CBC : Je suis de nature très naïve, je me souviens avoir été très impressionnée sur mon premier film aux États-Unis. En arrivant sur le tournage, je passais devant des dizaines de camions de matériel. J’ai dû demander à un assistant pour trouver le plateau !
Est-ce que les interrogations que vous avez évoluent au fil du temps ?
AMG : Je me demande toujours « de quoi on parle ? ». Que ce soit une scène, une réunion… Il faut se demander en permanence pourquoi on est là, ce qu’on veut faire d’une scène, pourquoi le scénario nous a intéressé…
CBC : Je me pose toujours des questions sur moi-même, sur si ce que je fais est assez bon. C’est un doute sans fin de savoir qu’on fait le mieux possible pour un projet.
EL : Pour moi, l’enjeu est de ne pas se répéter, de réussir à raconter l’histoire différemment à chaque film. Pour ça, j’embauche des gens plus compétents que moi. Et il faut toujours leur donner crédit. Le réalisateur nous fait confiance, et on doit faire de même avec notre équipe.
JdB : Les choses évoluent. Comme en témoigne ce panel, il y a aujourd’hui plein de femmes cheffes opératrices !
NK : Il reste énormément d’inégalités. Il faut toujours s’imposer et gagner la confiance des équipes.
ADA : Le panel est représentatif des personnes qui veulent raconter des histoires. C’est important d’avoir des exemples, les gens ont besoin de vous voir pour avoir envie de faire comme vous.
Comment faire pour que les plateaux soient des espaces de travail sains ?
OS : Nous sommes tous des spectateurs actifs. Il faut toujours dire ce qu’on pense quand on fait partie d’une équipe, quelque soit le poste, attirer l’attention si quelque chose ne va pas.

→ **Entrées fournies**:
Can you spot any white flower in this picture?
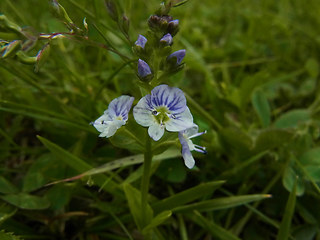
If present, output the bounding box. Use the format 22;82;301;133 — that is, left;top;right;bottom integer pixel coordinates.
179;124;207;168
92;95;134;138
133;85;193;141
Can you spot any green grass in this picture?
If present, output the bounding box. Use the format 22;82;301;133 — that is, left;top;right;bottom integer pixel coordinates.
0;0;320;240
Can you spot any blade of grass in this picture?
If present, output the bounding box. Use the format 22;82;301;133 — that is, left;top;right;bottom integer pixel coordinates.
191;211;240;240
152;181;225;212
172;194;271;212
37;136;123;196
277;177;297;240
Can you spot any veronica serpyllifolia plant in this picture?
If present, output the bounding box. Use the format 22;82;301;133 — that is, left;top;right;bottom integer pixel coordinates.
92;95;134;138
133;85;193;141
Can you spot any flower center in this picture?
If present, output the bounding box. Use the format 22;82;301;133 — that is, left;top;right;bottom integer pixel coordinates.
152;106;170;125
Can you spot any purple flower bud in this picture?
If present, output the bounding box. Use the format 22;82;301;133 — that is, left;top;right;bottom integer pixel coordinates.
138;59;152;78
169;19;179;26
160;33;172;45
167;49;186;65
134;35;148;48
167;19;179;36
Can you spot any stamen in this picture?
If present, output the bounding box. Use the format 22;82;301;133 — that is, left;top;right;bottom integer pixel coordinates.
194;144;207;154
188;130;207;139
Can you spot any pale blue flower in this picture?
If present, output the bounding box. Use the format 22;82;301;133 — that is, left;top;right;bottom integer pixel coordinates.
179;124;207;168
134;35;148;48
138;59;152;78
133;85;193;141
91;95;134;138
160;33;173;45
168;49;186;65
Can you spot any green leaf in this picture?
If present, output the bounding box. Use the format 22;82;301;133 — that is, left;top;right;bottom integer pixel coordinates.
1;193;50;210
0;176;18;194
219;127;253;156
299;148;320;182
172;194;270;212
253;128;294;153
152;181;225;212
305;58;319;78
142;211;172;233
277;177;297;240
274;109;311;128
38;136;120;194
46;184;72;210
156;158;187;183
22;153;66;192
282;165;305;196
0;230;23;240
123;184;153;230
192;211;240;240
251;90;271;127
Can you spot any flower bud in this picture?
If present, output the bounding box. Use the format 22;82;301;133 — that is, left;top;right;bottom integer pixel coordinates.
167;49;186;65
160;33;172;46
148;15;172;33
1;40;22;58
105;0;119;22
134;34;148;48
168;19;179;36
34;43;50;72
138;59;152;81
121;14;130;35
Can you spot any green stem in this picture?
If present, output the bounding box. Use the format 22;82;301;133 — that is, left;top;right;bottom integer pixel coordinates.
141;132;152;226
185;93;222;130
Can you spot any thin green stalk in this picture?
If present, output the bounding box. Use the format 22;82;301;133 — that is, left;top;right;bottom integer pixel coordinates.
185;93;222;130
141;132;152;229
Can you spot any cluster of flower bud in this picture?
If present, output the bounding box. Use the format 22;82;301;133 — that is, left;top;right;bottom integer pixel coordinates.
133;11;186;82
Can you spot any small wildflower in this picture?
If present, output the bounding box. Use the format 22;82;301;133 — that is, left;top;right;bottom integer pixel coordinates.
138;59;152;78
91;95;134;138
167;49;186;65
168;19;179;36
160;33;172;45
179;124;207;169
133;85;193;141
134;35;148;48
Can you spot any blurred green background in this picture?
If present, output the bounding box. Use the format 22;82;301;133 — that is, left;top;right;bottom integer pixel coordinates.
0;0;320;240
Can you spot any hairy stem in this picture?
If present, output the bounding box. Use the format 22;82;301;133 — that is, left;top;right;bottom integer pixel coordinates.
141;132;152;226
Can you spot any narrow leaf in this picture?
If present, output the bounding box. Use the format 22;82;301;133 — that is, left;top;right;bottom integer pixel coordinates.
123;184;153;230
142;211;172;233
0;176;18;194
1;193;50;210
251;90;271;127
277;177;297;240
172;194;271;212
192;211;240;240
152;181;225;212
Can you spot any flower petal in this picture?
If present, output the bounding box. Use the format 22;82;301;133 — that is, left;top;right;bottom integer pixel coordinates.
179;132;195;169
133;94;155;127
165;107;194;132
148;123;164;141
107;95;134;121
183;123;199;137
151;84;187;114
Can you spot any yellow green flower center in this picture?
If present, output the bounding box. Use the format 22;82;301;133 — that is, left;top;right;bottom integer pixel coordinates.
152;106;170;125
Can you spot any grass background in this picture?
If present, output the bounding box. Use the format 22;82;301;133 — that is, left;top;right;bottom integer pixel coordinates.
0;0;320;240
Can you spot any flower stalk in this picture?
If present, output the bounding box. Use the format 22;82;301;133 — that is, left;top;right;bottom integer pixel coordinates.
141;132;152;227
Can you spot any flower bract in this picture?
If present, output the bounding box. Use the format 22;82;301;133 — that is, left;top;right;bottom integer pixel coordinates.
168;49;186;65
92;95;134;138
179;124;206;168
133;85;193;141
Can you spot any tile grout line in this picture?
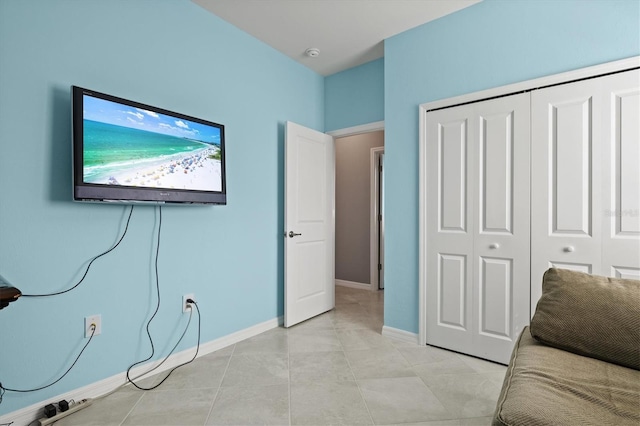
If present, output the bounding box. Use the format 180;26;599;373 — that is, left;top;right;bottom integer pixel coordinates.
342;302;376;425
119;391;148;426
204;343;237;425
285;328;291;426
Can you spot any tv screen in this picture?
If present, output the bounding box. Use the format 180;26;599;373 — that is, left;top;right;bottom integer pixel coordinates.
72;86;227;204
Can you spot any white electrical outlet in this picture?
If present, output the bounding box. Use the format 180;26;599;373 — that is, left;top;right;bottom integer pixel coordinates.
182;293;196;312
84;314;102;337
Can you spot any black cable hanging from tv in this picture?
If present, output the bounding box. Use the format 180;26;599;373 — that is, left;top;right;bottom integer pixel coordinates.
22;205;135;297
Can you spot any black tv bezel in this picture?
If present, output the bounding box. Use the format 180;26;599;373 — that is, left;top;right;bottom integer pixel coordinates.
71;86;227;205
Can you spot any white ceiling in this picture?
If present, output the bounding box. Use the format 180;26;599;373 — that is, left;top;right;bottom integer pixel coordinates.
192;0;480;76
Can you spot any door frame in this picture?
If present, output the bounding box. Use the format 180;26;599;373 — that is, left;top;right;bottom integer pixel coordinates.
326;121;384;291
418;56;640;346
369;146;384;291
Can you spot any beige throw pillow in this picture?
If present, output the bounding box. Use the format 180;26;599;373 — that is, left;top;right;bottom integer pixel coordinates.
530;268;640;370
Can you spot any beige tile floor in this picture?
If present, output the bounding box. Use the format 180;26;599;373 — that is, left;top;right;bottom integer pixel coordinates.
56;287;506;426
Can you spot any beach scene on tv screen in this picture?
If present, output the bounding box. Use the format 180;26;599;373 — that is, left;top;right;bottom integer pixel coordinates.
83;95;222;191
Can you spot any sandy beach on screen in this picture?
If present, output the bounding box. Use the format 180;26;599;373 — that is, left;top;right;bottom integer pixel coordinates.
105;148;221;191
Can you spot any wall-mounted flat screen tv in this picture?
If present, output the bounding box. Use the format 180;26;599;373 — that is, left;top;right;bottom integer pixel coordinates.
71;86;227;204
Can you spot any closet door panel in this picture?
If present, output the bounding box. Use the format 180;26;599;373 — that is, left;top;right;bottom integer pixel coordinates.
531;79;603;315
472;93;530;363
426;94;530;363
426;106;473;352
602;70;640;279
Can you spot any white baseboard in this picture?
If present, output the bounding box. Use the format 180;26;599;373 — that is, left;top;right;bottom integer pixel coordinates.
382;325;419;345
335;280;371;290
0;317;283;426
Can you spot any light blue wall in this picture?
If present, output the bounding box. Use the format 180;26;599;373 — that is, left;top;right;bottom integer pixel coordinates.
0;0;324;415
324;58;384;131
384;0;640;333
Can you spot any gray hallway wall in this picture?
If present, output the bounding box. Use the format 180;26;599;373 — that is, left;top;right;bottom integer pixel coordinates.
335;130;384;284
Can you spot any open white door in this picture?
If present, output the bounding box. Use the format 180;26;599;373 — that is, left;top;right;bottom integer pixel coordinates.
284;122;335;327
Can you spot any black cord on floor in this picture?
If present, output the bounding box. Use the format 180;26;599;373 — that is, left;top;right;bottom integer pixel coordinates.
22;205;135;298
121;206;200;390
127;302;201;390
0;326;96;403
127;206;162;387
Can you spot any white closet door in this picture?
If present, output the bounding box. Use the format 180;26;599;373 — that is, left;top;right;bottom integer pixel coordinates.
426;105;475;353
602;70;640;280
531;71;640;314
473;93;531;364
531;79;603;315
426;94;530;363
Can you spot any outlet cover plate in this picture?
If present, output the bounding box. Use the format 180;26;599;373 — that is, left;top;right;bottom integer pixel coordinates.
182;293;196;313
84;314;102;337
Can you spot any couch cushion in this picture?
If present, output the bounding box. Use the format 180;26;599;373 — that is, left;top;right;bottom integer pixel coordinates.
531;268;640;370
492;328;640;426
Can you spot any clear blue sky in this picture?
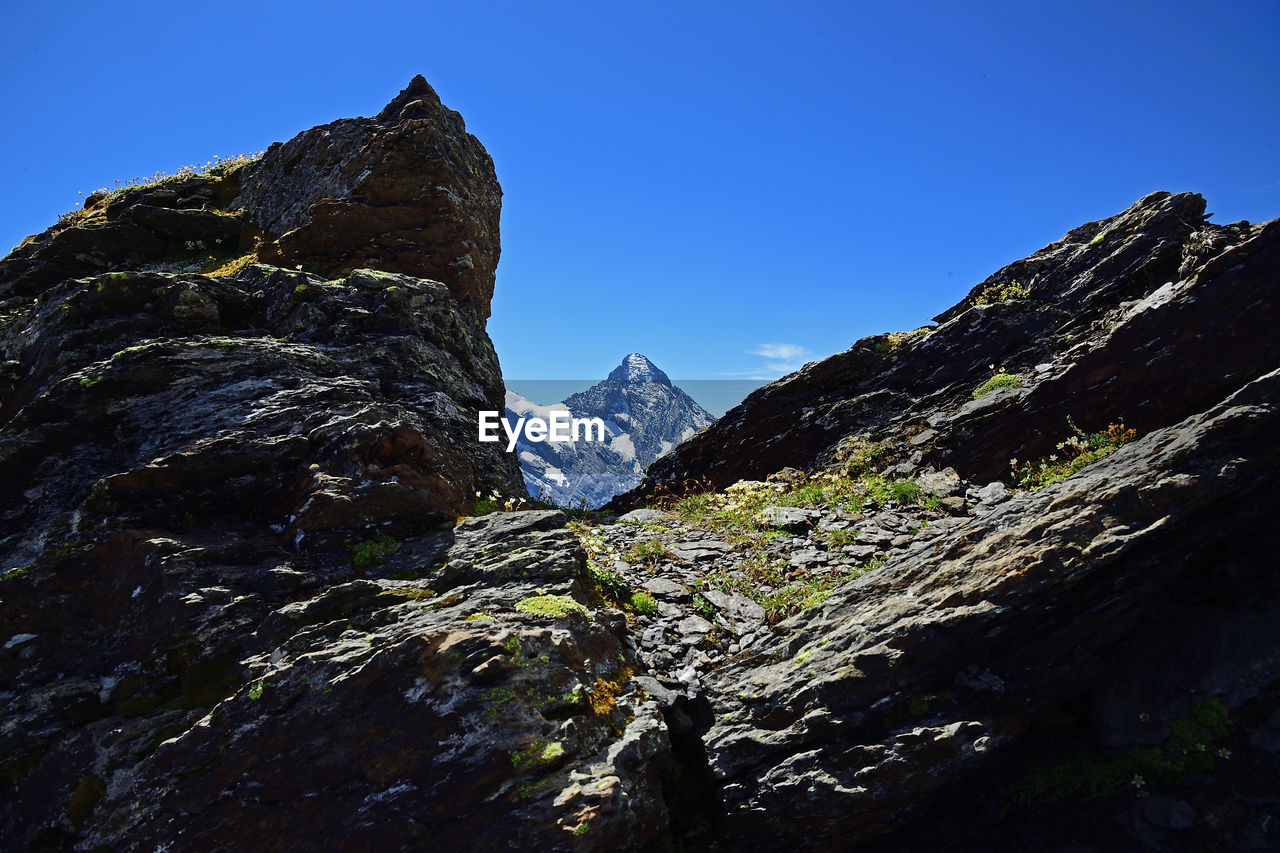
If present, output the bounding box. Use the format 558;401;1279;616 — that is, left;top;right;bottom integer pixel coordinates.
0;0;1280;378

==

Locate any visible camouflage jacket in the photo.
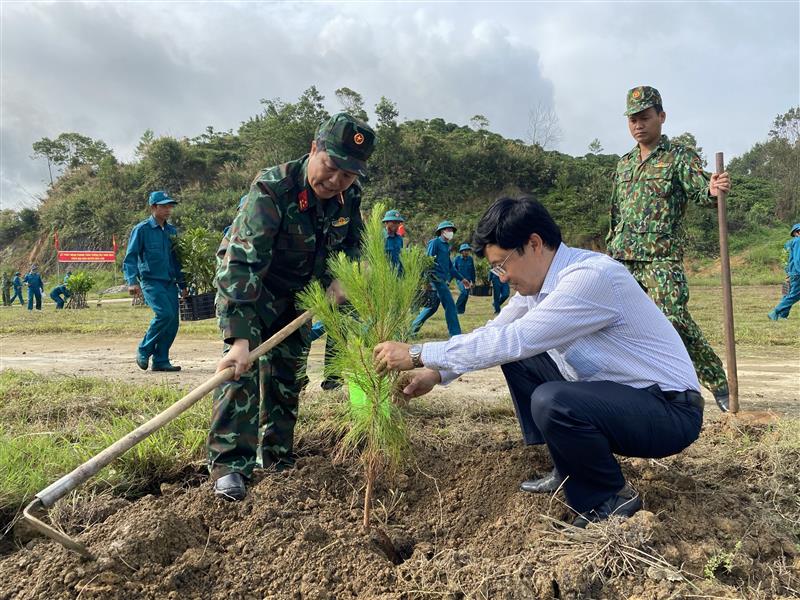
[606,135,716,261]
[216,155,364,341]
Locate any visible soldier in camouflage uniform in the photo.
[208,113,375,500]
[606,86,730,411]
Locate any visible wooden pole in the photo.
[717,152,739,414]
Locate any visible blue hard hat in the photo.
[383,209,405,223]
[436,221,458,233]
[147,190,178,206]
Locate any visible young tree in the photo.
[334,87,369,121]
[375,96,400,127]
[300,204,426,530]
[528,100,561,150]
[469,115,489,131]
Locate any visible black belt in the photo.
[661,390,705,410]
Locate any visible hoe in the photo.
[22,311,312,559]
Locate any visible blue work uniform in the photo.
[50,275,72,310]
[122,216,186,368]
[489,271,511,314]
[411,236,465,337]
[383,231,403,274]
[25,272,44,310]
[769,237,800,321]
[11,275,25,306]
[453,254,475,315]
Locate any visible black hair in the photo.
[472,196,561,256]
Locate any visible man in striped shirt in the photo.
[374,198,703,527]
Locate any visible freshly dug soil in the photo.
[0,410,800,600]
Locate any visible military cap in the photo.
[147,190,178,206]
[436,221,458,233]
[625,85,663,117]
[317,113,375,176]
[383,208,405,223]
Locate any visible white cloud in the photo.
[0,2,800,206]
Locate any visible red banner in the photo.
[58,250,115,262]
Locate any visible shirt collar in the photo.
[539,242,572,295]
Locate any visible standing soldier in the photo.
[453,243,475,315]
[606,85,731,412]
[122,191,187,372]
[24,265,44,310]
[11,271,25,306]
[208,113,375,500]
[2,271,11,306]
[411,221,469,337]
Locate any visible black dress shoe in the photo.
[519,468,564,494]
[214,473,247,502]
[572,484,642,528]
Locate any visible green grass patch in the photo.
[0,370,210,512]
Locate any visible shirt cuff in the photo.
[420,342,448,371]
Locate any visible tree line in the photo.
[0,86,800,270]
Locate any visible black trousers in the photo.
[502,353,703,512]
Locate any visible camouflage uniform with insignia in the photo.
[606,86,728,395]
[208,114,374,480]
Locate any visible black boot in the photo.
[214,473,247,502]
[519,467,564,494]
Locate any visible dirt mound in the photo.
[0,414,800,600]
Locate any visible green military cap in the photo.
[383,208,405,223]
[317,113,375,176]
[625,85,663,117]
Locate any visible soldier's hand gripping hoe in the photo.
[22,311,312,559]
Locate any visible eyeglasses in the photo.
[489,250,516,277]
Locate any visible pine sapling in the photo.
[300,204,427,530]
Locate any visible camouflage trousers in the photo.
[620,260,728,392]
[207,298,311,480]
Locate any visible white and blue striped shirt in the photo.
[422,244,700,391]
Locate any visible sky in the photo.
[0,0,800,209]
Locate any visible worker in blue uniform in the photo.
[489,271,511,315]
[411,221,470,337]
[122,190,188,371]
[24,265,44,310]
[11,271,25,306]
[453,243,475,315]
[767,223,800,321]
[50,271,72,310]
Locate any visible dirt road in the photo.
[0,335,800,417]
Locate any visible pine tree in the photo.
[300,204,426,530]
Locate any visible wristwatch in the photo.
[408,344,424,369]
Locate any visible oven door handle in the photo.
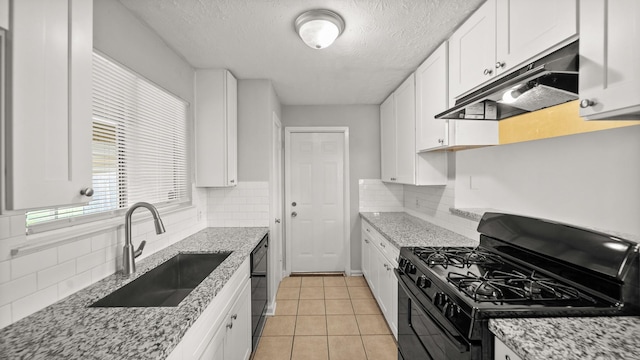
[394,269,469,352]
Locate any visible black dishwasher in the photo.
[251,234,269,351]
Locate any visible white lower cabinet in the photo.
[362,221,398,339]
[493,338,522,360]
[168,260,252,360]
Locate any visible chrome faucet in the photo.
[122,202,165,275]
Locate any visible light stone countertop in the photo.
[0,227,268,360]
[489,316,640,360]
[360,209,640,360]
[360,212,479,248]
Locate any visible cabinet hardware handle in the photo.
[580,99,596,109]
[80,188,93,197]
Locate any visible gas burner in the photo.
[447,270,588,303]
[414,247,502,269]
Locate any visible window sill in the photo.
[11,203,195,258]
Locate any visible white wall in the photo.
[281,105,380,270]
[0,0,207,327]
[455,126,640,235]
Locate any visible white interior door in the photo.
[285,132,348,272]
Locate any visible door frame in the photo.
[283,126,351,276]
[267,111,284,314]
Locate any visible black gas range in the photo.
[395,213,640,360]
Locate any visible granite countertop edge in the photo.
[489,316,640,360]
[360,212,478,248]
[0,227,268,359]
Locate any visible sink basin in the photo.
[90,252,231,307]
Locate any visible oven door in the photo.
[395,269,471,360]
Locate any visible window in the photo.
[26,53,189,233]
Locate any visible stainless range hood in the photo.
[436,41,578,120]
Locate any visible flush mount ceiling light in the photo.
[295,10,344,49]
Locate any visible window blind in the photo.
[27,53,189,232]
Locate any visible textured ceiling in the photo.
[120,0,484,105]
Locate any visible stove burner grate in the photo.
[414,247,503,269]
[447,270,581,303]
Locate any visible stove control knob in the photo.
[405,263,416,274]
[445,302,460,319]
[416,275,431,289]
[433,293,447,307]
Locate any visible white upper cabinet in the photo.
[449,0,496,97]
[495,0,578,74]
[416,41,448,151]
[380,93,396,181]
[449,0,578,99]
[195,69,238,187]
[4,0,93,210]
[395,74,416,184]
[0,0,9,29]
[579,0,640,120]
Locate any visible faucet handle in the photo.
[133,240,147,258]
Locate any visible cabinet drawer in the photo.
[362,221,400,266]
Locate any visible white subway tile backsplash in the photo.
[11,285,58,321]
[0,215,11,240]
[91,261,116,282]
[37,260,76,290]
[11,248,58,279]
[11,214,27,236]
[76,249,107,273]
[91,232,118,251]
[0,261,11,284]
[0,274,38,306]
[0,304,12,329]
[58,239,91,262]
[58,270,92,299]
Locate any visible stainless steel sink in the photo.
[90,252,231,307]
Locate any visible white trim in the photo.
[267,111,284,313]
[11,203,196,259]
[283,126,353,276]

→ **Tâche**:
D'après le texte de la page, qu'a dû faire CBC en arrivant sur le tournage de son premier film aux États-Unis ?

→ **Résultat final**:
Demander à un assistant pour trouver le plateau.